(Enunciado): Escreva, por favor, a continuação do texto sobre o inventário feito em cartório de notas, começando logo após a última frase.

(Trecho do texto):
+++
A questão, hoje, pode ser assim respondida: depende do estado em que você se encontra.
Em São Paulo isso é possível. Mesmo assim, a verdade é tenho encontrado certa resistência junto ao cartórios de notas da Capital, que é minha área geográfica de atuação. A impressão é que os próprios advogados especialistas em Direito das Sucessões em São Paulo não estão cientes dessa possibilidade, e desta forma deixam de desafiar o conhecimento dos notários para viabilizar a escritura de inventário em tais circunstâncias. Isso é algo que acarreta prejuízos para todos lados envolvidos: ao Judiciário, que permanece abarrotado com demandas desnecessárias; ao cartório de notas, que não prestará o serviço; e ao herdeiro interessado, que se utiliza desnecessariamente de uma via mais longa para a conclusão do inventário.
+++
(Registros de anotação de pontos)

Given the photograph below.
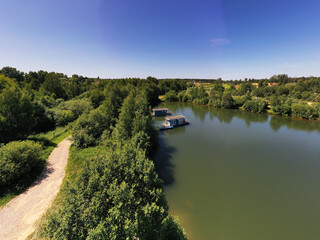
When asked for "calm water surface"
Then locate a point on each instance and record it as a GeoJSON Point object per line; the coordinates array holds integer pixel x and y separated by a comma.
{"type": "Point", "coordinates": [232, 175]}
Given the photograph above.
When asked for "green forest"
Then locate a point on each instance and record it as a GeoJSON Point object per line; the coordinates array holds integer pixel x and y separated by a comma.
{"type": "Point", "coordinates": [112, 190]}
{"type": "Point", "coordinates": [279, 95]}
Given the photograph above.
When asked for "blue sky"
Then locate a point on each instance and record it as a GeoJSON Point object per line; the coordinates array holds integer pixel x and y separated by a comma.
{"type": "Point", "coordinates": [231, 39]}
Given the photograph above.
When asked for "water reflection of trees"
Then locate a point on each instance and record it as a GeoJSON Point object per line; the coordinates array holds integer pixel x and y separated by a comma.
{"type": "Point", "coordinates": [163, 161]}
{"type": "Point", "coordinates": [277, 122]}
{"type": "Point", "coordinates": [226, 116]}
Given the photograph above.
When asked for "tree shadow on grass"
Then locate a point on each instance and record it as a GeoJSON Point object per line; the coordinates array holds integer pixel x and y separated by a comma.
{"type": "Point", "coordinates": [163, 161]}
{"type": "Point", "coordinates": [45, 142]}
{"type": "Point", "coordinates": [34, 177]}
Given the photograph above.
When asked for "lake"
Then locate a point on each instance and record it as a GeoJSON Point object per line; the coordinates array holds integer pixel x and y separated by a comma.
{"type": "Point", "coordinates": [233, 175]}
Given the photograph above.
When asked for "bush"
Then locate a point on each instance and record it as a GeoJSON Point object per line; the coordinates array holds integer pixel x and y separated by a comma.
{"type": "Point", "coordinates": [303, 110]}
{"type": "Point", "coordinates": [17, 160]}
{"type": "Point", "coordinates": [171, 96]}
{"type": "Point", "coordinates": [215, 103]}
{"type": "Point", "coordinates": [69, 111]}
{"type": "Point", "coordinates": [117, 196]}
{"type": "Point", "coordinates": [89, 127]}
{"type": "Point", "coordinates": [257, 105]}
{"type": "Point", "coordinates": [227, 101]}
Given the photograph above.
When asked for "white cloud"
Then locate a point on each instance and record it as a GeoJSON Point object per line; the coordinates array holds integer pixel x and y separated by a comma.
{"type": "Point", "coordinates": [220, 42]}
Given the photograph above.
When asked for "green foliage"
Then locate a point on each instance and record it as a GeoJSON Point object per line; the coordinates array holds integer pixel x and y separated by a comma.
{"type": "Point", "coordinates": [16, 114]}
{"type": "Point", "coordinates": [96, 97]}
{"type": "Point", "coordinates": [69, 111]}
{"type": "Point", "coordinates": [171, 96]}
{"type": "Point", "coordinates": [12, 73]}
{"type": "Point", "coordinates": [17, 160]}
{"type": "Point", "coordinates": [53, 85]}
{"type": "Point", "coordinates": [257, 105]}
{"type": "Point", "coordinates": [305, 111]}
{"type": "Point", "coordinates": [89, 127]}
{"type": "Point", "coordinates": [171, 230]}
{"type": "Point", "coordinates": [117, 196]}
{"type": "Point", "coordinates": [227, 101]}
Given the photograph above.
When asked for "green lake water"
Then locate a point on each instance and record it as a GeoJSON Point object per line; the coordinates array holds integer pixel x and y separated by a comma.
{"type": "Point", "coordinates": [233, 175]}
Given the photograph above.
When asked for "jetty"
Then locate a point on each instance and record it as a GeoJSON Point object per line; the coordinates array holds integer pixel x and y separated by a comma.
{"type": "Point", "coordinates": [157, 112]}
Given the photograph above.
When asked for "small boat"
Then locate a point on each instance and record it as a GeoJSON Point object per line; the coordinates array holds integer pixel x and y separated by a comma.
{"type": "Point", "coordinates": [175, 121]}
{"type": "Point", "coordinates": [165, 128]}
{"type": "Point", "coordinates": [157, 112]}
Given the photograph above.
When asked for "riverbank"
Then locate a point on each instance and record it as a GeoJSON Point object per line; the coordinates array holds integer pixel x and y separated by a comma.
{"type": "Point", "coordinates": [49, 141]}
{"type": "Point", "coordinates": [234, 174]}
{"type": "Point", "coordinates": [18, 217]}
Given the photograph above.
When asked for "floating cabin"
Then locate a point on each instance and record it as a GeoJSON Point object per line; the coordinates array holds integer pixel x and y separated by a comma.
{"type": "Point", "coordinates": [160, 112]}
{"type": "Point", "coordinates": [175, 121]}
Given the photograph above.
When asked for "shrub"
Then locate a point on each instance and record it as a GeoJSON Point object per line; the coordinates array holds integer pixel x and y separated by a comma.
{"type": "Point", "coordinates": [227, 101]}
{"type": "Point", "coordinates": [171, 96]}
{"type": "Point", "coordinates": [89, 127]}
{"type": "Point", "coordinates": [215, 103]}
{"type": "Point", "coordinates": [69, 111]}
{"type": "Point", "coordinates": [303, 110]}
{"type": "Point", "coordinates": [17, 160]}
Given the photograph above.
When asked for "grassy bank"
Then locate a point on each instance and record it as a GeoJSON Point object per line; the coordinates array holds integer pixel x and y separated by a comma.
{"type": "Point", "coordinates": [77, 161]}
{"type": "Point", "coordinates": [49, 141]}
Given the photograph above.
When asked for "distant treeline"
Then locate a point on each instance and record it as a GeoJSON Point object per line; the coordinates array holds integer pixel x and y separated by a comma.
{"type": "Point", "coordinates": [280, 95]}
{"type": "Point", "coordinates": [116, 194]}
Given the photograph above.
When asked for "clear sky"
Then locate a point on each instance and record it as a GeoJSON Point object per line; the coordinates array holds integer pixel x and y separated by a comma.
{"type": "Point", "coordinates": [231, 39]}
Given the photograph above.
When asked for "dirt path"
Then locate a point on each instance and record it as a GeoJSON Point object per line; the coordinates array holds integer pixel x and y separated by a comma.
{"type": "Point", "coordinates": [18, 217]}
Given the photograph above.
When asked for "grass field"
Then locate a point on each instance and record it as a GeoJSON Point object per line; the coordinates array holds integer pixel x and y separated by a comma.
{"type": "Point", "coordinates": [78, 158]}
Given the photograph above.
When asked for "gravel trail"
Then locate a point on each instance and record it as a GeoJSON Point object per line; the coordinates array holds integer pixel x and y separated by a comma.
{"type": "Point", "coordinates": [18, 217]}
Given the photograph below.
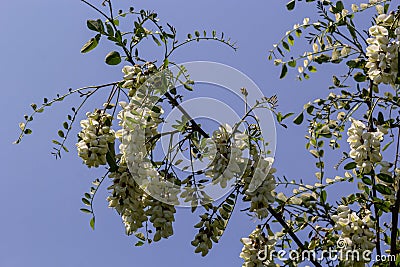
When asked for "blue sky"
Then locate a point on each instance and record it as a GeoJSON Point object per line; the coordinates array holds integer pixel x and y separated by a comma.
{"type": "Point", "coordinates": [41, 224]}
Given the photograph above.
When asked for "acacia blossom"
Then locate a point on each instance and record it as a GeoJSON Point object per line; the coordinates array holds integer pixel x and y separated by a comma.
{"type": "Point", "coordinates": [365, 146]}
{"type": "Point", "coordinates": [94, 138]}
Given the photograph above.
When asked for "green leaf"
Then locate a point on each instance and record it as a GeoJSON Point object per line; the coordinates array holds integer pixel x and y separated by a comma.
{"type": "Point", "coordinates": [61, 134]}
{"type": "Point", "coordinates": [286, 46]}
{"type": "Point", "coordinates": [350, 166]}
{"type": "Point", "coordinates": [383, 189]}
{"type": "Point", "coordinates": [86, 211]}
{"type": "Point", "coordinates": [283, 71]}
{"type": "Point", "coordinates": [95, 25]}
{"type": "Point", "coordinates": [85, 201]}
{"type": "Point", "coordinates": [323, 196]}
{"type": "Point", "coordinates": [359, 77]}
{"type": "Point", "coordinates": [156, 40]}
{"type": "Point", "coordinates": [92, 223]}
{"type": "Point", "coordinates": [386, 178]}
{"type": "Point", "coordinates": [366, 181]}
{"type": "Point", "coordinates": [91, 44]}
{"type": "Point", "coordinates": [290, 6]}
{"type": "Point", "coordinates": [139, 244]}
{"type": "Point", "coordinates": [299, 119]}
{"type": "Point", "coordinates": [113, 58]}
{"type": "Point", "coordinates": [290, 40]}
{"type": "Point", "coordinates": [140, 236]}
{"type": "Point", "coordinates": [339, 6]}
{"type": "Point", "coordinates": [312, 69]}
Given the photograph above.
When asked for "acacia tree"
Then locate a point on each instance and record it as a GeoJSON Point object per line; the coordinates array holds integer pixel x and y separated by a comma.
+++
(Resposta do exercício):
Enfim. A questão não é nova.
Uma das primeiras decisões relevantes a respeito, ao menos no Estado de São Paulo, foi proferida em 14 de fevereiro de 2014 pela 2ª Vara de Registros Públicos. Nele decidiu-se que, “tratando-se de testamento já aberto e registrado, sem interesse de menores e fundações ou dissenso entre os herdeiros e legatários, e não tendo sido identificada pelo Juízo que cuidou da abertura e registro do testamento qualquer circunstância que tornasse imprescindível a ação de inventário, não há óbice à lavratura de escritura de inventário extrajudicial, diante da expressa autorização do Juízo competente.”
Entretanto, a Corregedoria Geral da Justiça de São Paulo analisou novamente o problema em maio daquele mesmo ano (2014), e concluiu pela impossibilidade do procedimento extrajudicial.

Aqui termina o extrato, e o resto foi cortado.